Data items
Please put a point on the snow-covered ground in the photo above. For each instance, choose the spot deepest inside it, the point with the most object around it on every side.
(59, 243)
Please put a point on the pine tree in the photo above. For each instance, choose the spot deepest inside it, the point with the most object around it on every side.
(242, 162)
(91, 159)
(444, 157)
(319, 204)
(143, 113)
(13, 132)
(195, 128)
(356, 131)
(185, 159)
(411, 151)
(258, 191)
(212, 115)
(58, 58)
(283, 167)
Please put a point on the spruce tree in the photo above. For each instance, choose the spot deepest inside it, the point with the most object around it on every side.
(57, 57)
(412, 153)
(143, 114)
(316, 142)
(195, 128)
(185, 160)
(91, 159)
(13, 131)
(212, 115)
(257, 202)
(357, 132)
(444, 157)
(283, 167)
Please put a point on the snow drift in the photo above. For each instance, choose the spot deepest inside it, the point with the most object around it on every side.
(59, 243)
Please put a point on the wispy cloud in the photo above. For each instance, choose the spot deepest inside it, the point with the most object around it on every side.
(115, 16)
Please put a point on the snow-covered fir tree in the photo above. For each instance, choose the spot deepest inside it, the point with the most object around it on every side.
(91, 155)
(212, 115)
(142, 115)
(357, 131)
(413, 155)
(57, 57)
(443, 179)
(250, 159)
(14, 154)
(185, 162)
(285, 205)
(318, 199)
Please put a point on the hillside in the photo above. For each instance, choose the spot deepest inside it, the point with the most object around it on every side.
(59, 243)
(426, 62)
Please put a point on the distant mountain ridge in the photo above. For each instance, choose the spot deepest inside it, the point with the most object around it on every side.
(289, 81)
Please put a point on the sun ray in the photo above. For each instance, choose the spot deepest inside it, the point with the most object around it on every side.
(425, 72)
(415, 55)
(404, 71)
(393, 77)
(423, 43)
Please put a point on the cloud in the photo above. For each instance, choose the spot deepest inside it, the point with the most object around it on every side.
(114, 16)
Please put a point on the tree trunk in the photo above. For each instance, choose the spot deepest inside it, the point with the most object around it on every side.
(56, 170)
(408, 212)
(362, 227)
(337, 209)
==
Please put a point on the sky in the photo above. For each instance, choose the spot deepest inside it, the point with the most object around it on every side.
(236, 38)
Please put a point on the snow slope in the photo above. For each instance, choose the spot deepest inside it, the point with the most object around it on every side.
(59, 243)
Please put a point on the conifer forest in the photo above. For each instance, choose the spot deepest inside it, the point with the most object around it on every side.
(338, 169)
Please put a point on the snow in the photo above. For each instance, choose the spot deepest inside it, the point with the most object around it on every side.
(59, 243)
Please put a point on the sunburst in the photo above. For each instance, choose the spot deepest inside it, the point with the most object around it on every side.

__Work required__: Extract from the records above the lines from the one containing "Please put a point on the snow slope" to the one containing "Please put a point on the sunburst", both lines included, exactly as they appear and with nothing else.

__Solution for this problem__:
Please put a point on the snow slope in the photo above. For each instance, choose the spot deepest inside it, the point with the most object around it on every side.
(59, 243)
Please put a point on the conifer forest in the photo above. For each instance, choose the spot deepest inside it, the point with the most object around it on every side.
(338, 169)
Please put a point on the snow in the photo above. For each instance, choose the spot deepest inside it, the point with the most object around it on every side.
(59, 243)
Please put a point on the sunburst in the photo above. For each instance, choose the spot deepest inside it, the point with the most object around it on every side.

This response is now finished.